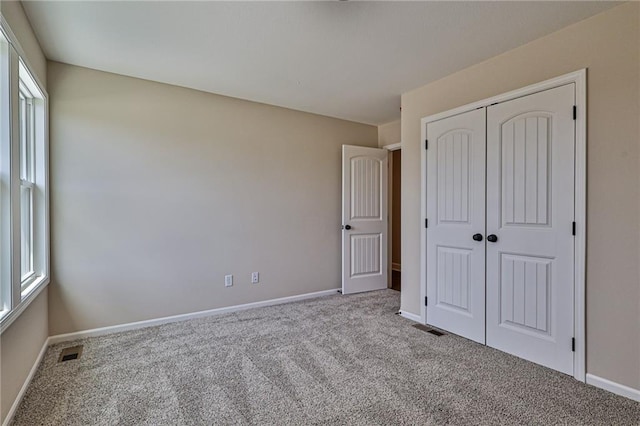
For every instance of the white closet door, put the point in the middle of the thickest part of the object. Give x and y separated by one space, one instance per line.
364 219
456 212
530 211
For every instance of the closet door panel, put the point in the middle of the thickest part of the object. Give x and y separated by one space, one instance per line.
456 211
530 210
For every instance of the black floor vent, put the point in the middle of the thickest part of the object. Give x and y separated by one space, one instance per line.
68 354
428 329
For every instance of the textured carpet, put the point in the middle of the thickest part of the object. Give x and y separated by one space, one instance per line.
333 360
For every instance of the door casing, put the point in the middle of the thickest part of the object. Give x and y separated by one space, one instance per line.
580 79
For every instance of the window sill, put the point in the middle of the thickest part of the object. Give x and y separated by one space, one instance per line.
28 296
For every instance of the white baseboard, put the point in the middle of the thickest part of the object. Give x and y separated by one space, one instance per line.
182 317
613 387
25 386
412 317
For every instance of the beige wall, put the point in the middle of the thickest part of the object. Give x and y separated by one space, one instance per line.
608 45
21 343
158 191
389 133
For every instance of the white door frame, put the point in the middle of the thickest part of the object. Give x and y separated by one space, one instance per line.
580 79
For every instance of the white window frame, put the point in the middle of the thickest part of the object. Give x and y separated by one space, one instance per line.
19 288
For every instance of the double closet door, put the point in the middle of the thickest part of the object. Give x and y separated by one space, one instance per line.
500 209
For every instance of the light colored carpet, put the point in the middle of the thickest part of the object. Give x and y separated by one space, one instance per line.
333 360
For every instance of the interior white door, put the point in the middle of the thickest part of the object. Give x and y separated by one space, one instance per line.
530 212
456 224
364 219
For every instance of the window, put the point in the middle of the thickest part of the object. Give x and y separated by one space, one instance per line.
24 220
27 184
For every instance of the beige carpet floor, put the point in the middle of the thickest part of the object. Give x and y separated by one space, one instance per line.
345 360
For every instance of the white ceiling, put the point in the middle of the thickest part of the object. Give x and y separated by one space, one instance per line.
350 60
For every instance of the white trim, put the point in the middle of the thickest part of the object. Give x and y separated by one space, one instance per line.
13 41
25 385
613 387
580 217
182 317
579 78
13 314
393 146
410 316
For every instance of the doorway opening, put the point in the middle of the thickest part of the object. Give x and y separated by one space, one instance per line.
395 214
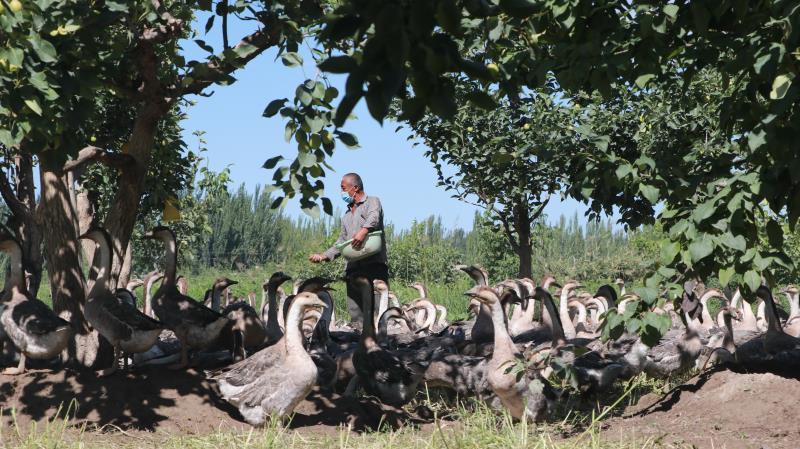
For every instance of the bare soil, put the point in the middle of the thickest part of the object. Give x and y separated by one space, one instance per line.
719 409
174 402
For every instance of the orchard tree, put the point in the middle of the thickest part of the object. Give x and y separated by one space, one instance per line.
509 161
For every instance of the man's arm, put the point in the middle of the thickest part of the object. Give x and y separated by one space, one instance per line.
333 252
372 221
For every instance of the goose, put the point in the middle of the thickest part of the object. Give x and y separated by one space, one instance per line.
774 349
421 289
379 371
247 330
607 295
708 322
383 298
621 285
183 285
269 308
721 347
271 382
792 326
482 328
149 280
393 301
127 329
526 397
563 308
748 320
32 327
195 325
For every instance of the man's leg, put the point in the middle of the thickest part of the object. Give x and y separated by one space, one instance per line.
353 302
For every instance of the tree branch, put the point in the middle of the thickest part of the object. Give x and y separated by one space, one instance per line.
539 210
94 154
217 69
17 207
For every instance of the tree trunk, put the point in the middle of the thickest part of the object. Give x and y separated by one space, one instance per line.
522 223
122 215
27 229
127 265
67 283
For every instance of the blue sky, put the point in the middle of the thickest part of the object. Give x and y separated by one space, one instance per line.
239 137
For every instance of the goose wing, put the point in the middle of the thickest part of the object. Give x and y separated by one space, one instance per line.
36 318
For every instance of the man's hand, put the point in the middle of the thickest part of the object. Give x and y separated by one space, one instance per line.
358 239
317 258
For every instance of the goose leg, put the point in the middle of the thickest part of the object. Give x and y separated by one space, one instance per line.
20 367
184 362
113 368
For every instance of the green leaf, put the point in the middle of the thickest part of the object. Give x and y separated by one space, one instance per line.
274 106
669 251
623 170
703 211
44 49
701 248
34 106
338 64
347 139
291 59
306 159
774 234
752 280
482 100
272 162
642 80
780 85
725 275
519 8
649 192
244 50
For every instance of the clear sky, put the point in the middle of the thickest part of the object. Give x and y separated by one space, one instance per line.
238 136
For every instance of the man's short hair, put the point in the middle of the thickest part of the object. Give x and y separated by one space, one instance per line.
355 180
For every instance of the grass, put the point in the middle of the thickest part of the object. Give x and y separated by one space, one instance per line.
465 427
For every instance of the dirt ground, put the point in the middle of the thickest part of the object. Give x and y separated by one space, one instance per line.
717 409
721 409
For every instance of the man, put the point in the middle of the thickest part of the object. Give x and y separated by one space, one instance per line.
364 215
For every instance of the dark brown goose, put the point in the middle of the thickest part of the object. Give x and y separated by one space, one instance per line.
195 325
32 327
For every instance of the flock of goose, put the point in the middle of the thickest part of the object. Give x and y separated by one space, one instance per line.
273 357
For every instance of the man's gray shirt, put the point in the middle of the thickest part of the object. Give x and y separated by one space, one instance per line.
368 214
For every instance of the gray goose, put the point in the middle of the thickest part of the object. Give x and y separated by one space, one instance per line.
526 397
32 327
269 308
195 325
775 350
275 379
127 329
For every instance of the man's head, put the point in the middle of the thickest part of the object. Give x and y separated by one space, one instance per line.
352 185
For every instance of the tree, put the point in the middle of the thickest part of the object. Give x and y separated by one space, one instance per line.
509 162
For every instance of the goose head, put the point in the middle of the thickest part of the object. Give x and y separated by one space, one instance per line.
276 279
547 282
315 284
483 295
223 283
135 283
380 286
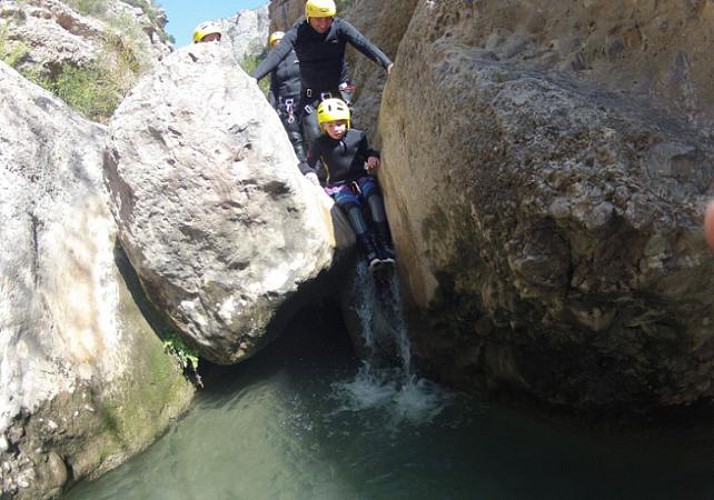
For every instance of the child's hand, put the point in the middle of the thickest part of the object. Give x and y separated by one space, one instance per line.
312 177
372 164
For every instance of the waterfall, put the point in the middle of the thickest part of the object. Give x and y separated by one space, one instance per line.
386 379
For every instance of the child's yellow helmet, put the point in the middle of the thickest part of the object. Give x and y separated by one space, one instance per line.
320 8
204 29
331 110
274 37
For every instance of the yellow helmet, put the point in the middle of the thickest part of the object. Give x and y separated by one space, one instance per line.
320 8
331 110
274 37
204 29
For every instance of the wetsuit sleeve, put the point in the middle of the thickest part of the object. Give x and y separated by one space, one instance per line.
359 42
310 163
364 150
345 75
273 92
276 55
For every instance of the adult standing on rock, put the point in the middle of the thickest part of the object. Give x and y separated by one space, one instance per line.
319 42
284 95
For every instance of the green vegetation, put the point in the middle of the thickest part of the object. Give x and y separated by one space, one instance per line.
249 63
94 90
186 356
96 8
12 56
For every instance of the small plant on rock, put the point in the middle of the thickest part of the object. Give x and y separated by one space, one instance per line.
186 356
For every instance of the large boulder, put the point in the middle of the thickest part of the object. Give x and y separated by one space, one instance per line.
84 381
548 229
247 32
212 210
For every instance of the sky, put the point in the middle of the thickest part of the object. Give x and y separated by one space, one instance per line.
185 15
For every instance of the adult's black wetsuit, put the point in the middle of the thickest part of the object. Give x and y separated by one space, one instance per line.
284 96
322 61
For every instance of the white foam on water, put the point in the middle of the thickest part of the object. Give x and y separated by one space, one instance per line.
410 400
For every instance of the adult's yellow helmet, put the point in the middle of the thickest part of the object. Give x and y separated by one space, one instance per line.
204 29
274 37
320 8
331 110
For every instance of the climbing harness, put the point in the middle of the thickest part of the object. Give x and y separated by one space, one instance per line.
290 109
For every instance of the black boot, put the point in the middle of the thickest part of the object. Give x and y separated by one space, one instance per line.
370 251
386 248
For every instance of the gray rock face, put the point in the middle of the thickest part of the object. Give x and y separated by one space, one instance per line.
247 32
76 351
212 210
548 231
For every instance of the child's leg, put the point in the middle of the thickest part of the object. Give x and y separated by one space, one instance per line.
349 203
370 192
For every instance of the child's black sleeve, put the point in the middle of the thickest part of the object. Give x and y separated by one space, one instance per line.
310 163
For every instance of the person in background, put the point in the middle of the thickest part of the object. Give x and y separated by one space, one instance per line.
207 31
346 170
319 42
284 94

________

▶ **What this task involves**: Write out, unchanged, the lines from the one containing "For every instance of the child's leg, put" through the last line of the items.

▶ **The completed task**:
For every instance of the child's leg, put the point in the middle of the thickest part of the object. Give x and y separated by one space, one instance per line.
349 203
370 192
For every instance of the child's black sleeve, put the point in the middle of the thickest part of the object. Give x and y separated by one space, one instance per line.
310 163
For every instance of the person in background, put the point in the middle of the thickest part of the object. Give x and y separated by one space, one instance per line.
207 31
346 170
319 42
284 94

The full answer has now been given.